*Excerpted text*.
:::

For many of us, stress and anxiety are a reality of the holiday season.

There’s stress over buying for friends and family and the pressure of pulling off the perfect family gathering. And for some, the holidays put pre-existing issues under the spotlight.

Not to mention the ongoing pandemic that still brings many health-related considerations.  It brings sadness and confusion over, yet another year where annual traditions will likely not be what they once were.

If you find yourself stressed at the thought of the holidays, take a deep breath and know you’re not alone.

So many questions that never entered our minds a few years ago are now considered daily. Do you greet granny with a big hug? Is doing things virtually the way to go?

Tips for staying calm amid chaos

Have an attitude of gratitude: Count your blessings and know this, too, shall pass. It’s common to catastrophize and engage in all-or-nothing thinking when you have overwhelming feelings. Don’t do that. It won’t help. Meditation teacher, Ashley Wray, suggests starting a gratitude journal. Start each day by listing at least three things you are grateful for. Science says this can shift your mindset.

Make new traditions: Find meaning in new traditions that will make wonderful memories. This can also apply to those who don’t feel comfortable making the holidays an in-person occasion. Rather than heading out to a busy mall to shop with your mom, do crafts or bake together – you can even do it over Zoom! Instead of volunteering in person, donate to a local food bank.

Get moving: Tap into the great Canadian outdoors by getting out and about for some physical activity. Moving is a great way to boost your mood, improve your sleep and stabilize your emotions. Yoga anyone?

:::

Saved entries:

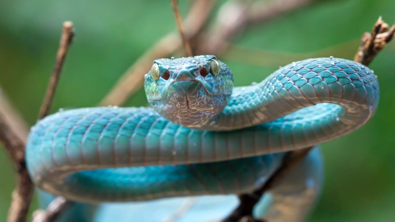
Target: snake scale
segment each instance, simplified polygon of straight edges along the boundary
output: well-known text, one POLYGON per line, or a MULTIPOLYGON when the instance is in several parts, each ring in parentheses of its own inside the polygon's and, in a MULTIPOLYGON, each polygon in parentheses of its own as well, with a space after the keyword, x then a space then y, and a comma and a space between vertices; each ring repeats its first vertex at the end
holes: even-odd
MULTIPOLYGON (((358 129, 379 97, 373 71, 332 57, 292 63, 251 86, 233 82, 214 56, 156 60, 145 76, 152 108, 45 118, 29 136, 29 173, 40 189, 76 201, 65 221, 218 221, 237 204, 234 194, 259 187, 287 151, 358 129)), ((322 173, 315 148, 254 215, 303 221, 322 173)))

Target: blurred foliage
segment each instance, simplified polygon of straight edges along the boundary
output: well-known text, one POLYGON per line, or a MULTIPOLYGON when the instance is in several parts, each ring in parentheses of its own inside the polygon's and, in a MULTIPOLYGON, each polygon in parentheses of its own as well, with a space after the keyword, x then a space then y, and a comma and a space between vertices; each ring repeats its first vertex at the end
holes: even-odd
MULTIPOLYGON (((189 2, 180 2, 184 15, 189 2)), ((129 65, 175 30, 171 8, 168 1, 153 0, 2 1, 0 86, 26 121, 34 124, 52 69, 62 23, 70 20, 76 36, 53 112, 95 106, 129 65)), ((300 54, 301 60, 307 58, 303 53, 354 40, 350 42, 354 43, 350 44, 355 45, 355 50, 341 47, 338 52, 352 59, 363 32, 370 31, 380 15, 391 24, 395 20, 394 8, 393 0, 319 1, 247 29, 235 43, 247 49, 300 54)), ((337 53, 327 56, 336 57, 337 53)), ((392 43, 370 66, 378 76, 381 90, 375 116, 360 129, 323 145, 326 180, 310 221, 395 221, 394 58, 395 43, 392 43)), ((239 86, 260 81, 277 68, 246 64, 237 58, 224 60, 239 86)), ((140 90, 125 105, 147 104, 140 90)), ((15 180, 12 165, 3 149, 0 179, 0 220, 4 221, 15 180)), ((32 208, 37 207, 35 203, 32 208)))

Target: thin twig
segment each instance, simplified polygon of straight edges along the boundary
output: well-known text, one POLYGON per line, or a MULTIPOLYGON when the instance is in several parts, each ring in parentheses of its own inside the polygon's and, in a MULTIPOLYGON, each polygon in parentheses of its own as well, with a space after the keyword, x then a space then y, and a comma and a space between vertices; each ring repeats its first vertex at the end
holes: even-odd
POLYGON ((45 210, 38 210, 33 213, 32 222, 51 222, 54 221, 71 204, 63 197, 60 196, 52 201, 45 210))
POLYGON ((38 119, 41 119, 48 115, 51 109, 58 82, 60 77, 62 68, 73 36, 74 28, 73 23, 69 21, 64 22, 63 23, 63 28, 60 37, 59 49, 56 55, 55 65, 47 88, 45 95, 40 108, 38 118, 38 119))
POLYGON ((395 33, 395 24, 390 28, 380 17, 371 32, 362 35, 361 45, 354 57, 354 60, 368 65, 378 52, 389 42, 395 33))
MULTIPOLYGON (((53 97, 60 76, 62 68, 70 45, 73 40, 74 30, 71 22, 63 22, 63 28, 60 37, 60 41, 56 55, 56 60, 51 79, 47 88, 47 92, 41 106, 38 119, 42 119, 47 115, 51 109, 53 97)), ((58 197, 50 203, 45 210, 38 210, 35 211, 33 221, 34 222, 51 222, 54 221, 62 212, 67 209, 71 202, 64 197, 58 197)))
MULTIPOLYGON (((184 22, 186 35, 193 38, 200 33, 207 22, 214 0, 195 1, 184 22)), ((100 105, 121 105, 140 89, 144 82, 144 75, 152 65, 153 61, 166 58, 181 48, 181 41, 177 32, 168 34, 147 50, 122 75, 100 105)))
MULTIPOLYGON (((271 1, 275 0, 271 0, 271 1)), ((221 7, 216 21, 207 33, 202 34, 201 28, 205 23, 213 7, 213 1, 195 1, 183 24, 186 35, 190 39, 196 37, 196 45, 194 49, 197 54, 214 54, 220 56, 226 49, 227 41, 243 30, 250 22, 261 23, 276 17, 278 15, 299 8, 316 0, 285 0, 282 5, 271 4, 267 8, 265 4, 254 8, 254 18, 248 17, 249 9, 253 5, 249 1, 229 1, 221 7), (289 4, 291 2, 295 3, 289 4), (250 7, 247 7, 249 6, 250 7), (274 12, 274 13, 273 13, 274 12), (278 13, 276 14, 276 12, 278 13), (265 15, 266 13, 270 15, 265 15), (257 19, 260 18, 261 20, 257 19)), ((173 33, 166 35, 148 50, 128 69, 111 91, 100 102, 101 106, 120 106, 143 86, 144 75, 149 70, 154 60, 166 58, 179 49, 181 42, 178 35, 173 33)))
MULTIPOLYGON (((363 43, 354 60, 368 65, 392 39, 395 32, 394 26, 395 25, 387 32, 388 25, 382 21, 381 17, 379 18, 373 26, 372 33, 368 33, 370 35, 369 37, 366 37, 366 34, 362 36, 363 43), (371 36, 374 37, 370 38, 371 36)), ((243 194, 239 196, 240 202, 239 206, 222 222, 240 222, 246 217, 251 217, 254 207, 262 195, 275 186, 294 166, 304 159, 312 148, 292 151, 287 154, 280 167, 260 188, 251 193, 243 194)))
POLYGON ((288 153, 283 159, 281 166, 269 177, 263 186, 250 194, 243 194, 239 196, 239 206, 222 222, 239 222, 243 218, 251 216, 254 207, 262 194, 273 188, 293 166, 305 158, 311 149, 312 147, 310 147, 288 153))
POLYGON ((317 0, 229 1, 222 6, 216 21, 201 36, 198 54, 222 54, 229 40, 251 25, 262 24, 317 0))
POLYGON ((182 37, 182 42, 184 43, 185 52, 188 56, 192 56, 193 55, 193 53, 192 52, 191 45, 189 43, 189 40, 186 36, 185 31, 184 30, 184 27, 182 26, 182 22, 181 20, 181 15, 180 14, 180 10, 178 8, 177 0, 170 0, 170 1, 171 2, 171 6, 173 7, 173 13, 174 14, 174 18, 175 19, 175 21, 177 24, 177 27, 180 32, 180 35, 182 37))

:::

*What to work on*.
[1] In the article on holiday stress, what does meditation teacher Ashley Wray suggest starting?
[2] Continue the article on holiday stress, beginning after its final sentence.

*Results for each task*.
[1] A gratitude journal.

[2]
Breathe: “Anytime we can focus on something other than our crazy thoughts, it helps us to get more centered in our body and more relaxed in general,” breathwork coach, Jay Bradley, says.

Try simple resonant breathing — inhale and exhale only through your nose for equal counts of four or try Box breathing — inhale through your nose for a count of four. Hold the breath for four counts, exhale for four, and hold for another four before repeating.

What about social anxiety?

It’s not about being shy or antisocial. Those with social anxiety can suffer from an intense, persistent fear of being watched and judged by others — a condition that can affect work, school, and day-to-day activities.

In many instances, social anxiety is a side-effect of coping with COVID. That’s because the increased uncertainty and rapid change combined with long periods of isolation can cause a lot of anxiety, even in those who haven’t experienced it before. Check out the blog we shared with helpful tips on dealing with post-pandemic social anxiety..

But even for those without serious anxiety issues, the holiday season often brings unwelcome guests in the form of stress and depression.

“And it's no wonder. The holidays often present a dizzying array of demands — cooking meals, shopping, baking, cleaning and entertaining, to name just a few,” say Mayo Clinic experts. “And if … (COVID-19) is spreading in your community, you may be feeling additional stress or you may be worrying about you and your loved ones' health. You may also feel stressed, sad or anxious because your holiday plans may look different during the pandemic.”

But there are ways to ensure stress and Holiday depression don’t have a seat at your table.

Acknowledge your feelings. Cry if you like and remind yourself there may be very legitimate reasons for your sadness.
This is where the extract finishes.